--- BEGIN Data for this exercise ---

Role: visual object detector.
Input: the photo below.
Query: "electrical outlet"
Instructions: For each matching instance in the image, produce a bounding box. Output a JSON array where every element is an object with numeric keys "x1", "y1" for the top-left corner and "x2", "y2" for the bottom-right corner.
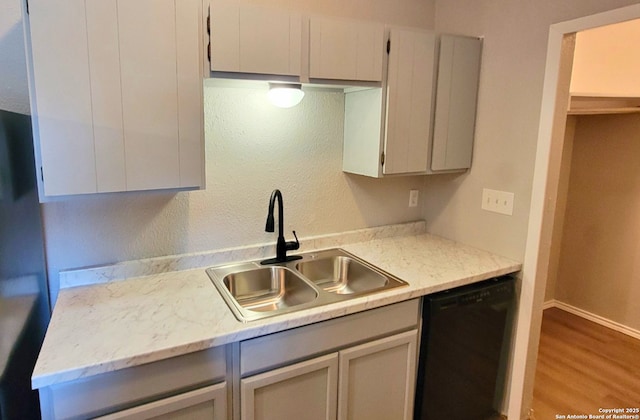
[
  {"x1": 409, "y1": 190, "x2": 420, "y2": 207},
  {"x1": 482, "y1": 188, "x2": 515, "y2": 216}
]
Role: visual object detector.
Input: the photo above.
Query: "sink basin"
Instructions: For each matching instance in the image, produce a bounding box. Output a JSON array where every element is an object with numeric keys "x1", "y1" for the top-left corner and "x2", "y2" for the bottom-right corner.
[
  {"x1": 296, "y1": 255, "x2": 389, "y2": 295},
  {"x1": 222, "y1": 266, "x2": 318, "y2": 312},
  {"x1": 207, "y1": 248, "x2": 408, "y2": 322}
]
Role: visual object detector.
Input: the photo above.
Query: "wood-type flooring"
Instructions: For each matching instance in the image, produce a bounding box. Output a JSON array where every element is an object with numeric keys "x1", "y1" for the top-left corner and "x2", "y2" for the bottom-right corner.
[{"x1": 531, "y1": 308, "x2": 640, "y2": 420}]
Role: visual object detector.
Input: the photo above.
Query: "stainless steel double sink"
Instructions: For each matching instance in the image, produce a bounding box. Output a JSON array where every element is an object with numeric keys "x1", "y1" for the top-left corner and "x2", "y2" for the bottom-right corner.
[{"x1": 207, "y1": 248, "x2": 408, "y2": 322}]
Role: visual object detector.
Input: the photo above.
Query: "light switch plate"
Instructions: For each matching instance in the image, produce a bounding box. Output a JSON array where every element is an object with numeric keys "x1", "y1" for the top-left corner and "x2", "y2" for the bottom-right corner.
[
  {"x1": 409, "y1": 190, "x2": 420, "y2": 207},
  {"x1": 482, "y1": 188, "x2": 515, "y2": 216}
]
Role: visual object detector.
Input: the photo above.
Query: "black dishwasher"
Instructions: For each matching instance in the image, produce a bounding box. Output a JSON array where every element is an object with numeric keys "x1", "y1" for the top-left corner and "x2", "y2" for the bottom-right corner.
[{"x1": 414, "y1": 276, "x2": 515, "y2": 420}]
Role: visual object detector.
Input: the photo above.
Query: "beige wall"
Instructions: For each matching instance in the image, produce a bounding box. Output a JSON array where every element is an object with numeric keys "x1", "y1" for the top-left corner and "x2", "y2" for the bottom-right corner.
[
  {"x1": 0, "y1": 0, "x2": 29, "y2": 114},
  {"x1": 555, "y1": 115, "x2": 640, "y2": 330},
  {"x1": 544, "y1": 116, "x2": 577, "y2": 302},
  {"x1": 424, "y1": 0, "x2": 638, "y2": 260},
  {"x1": 571, "y1": 20, "x2": 640, "y2": 96}
]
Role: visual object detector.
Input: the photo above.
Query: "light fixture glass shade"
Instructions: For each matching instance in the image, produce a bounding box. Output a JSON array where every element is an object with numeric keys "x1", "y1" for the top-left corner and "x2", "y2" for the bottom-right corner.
[{"x1": 268, "y1": 83, "x2": 304, "y2": 108}]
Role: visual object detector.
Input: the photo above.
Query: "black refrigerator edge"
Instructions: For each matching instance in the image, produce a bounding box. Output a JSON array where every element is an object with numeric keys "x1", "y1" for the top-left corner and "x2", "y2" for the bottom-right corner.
[{"x1": 0, "y1": 110, "x2": 51, "y2": 420}]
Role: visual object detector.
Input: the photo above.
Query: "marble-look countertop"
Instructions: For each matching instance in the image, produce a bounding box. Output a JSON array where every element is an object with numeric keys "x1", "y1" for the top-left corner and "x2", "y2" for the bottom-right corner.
[{"x1": 32, "y1": 228, "x2": 521, "y2": 388}]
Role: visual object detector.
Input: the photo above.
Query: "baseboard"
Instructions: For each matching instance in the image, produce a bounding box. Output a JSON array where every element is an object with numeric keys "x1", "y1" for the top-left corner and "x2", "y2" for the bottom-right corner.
[{"x1": 542, "y1": 299, "x2": 640, "y2": 340}]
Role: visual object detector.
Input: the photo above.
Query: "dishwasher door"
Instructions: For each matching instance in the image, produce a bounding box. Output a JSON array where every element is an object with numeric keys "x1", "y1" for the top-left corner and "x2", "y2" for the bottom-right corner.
[{"x1": 414, "y1": 276, "x2": 515, "y2": 420}]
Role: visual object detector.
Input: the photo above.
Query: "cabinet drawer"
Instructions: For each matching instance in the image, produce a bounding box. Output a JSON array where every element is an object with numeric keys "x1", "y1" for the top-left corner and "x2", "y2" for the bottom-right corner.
[
  {"x1": 240, "y1": 299, "x2": 420, "y2": 377},
  {"x1": 40, "y1": 346, "x2": 227, "y2": 419}
]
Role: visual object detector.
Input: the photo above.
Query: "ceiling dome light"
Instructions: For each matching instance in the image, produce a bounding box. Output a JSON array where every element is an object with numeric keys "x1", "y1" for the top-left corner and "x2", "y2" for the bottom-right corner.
[{"x1": 268, "y1": 83, "x2": 304, "y2": 108}]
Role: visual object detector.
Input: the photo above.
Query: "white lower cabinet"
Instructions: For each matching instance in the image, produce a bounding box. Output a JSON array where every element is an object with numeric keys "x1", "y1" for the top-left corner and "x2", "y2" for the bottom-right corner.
[
  {"x1": 97, "y1": 382, "x2": 227, "y2": 420},
  {"x1": 236, "y1": 301, "x2": 418, "y2": 420},
  {"x1": 39, "y1": 346, "x2": 230, "y2": 420},
  {"x1": 39, "y1": 299, "x2": 420, "y2": 420},
  {"x1": 338, "y1": 330, "x2": 418, "y2": 420},
  {"x1": 240, "y1": 353, "x2": 338, "y2": 420}
]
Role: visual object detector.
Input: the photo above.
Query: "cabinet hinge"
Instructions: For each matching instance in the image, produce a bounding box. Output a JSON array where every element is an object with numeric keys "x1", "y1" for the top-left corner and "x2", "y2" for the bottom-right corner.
[{"x1": 207, "y1": 6, "x2": 211, "y2": 63}]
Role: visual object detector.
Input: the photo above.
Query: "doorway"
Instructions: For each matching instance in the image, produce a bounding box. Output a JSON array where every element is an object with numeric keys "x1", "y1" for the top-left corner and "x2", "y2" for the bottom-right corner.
[{"x1": 509, "y1": 5, "x2": 640, "y2": 419}]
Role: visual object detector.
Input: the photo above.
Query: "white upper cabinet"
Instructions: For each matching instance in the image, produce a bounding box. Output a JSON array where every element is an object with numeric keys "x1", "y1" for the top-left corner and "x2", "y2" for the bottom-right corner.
[
  {"x1": 209, "y1": 0, "x2": 302, "y2": 76},
  {"x1": 343, "y1": 28, "x2": 436, "y2": 177},
  {"x1": 431, "y1": 35, "x2": 482, "y2": 171},
  {"x1": 343, "y1": 28, "x2": 481, "y2": 177},
  {"x1": 383, "y1": 29, "x2": 436, "y2": 175},
  {"x1": 309, "y1": 17, "x2": 384, "y2": 82},
  {"x1": 209, "y1": 0, "x2": 385, "y2": 83},
  {"x1": 25, "y1": 0, "x2": 204, "y2": 201}
]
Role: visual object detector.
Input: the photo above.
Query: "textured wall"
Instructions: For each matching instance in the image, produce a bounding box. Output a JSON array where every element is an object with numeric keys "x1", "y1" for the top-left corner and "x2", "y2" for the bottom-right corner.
[
  {"x1": 43, "y1": 88, "x2": 423, "y2": 302},
  {"x1": 0, "y1": 0, "x2": 434, "y2": 300},
  {"x1": 555, "y1": 114, "x2": 640, "y2": 330}
]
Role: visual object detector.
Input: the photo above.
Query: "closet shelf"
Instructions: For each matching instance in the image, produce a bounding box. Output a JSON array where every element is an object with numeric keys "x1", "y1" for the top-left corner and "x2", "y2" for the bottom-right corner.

--- END Data for this exercise ---

▸ Exercise:
Count the lines in the records above that contain the word "wall". Reply with the number alone.

▸ Result of this exercise:
2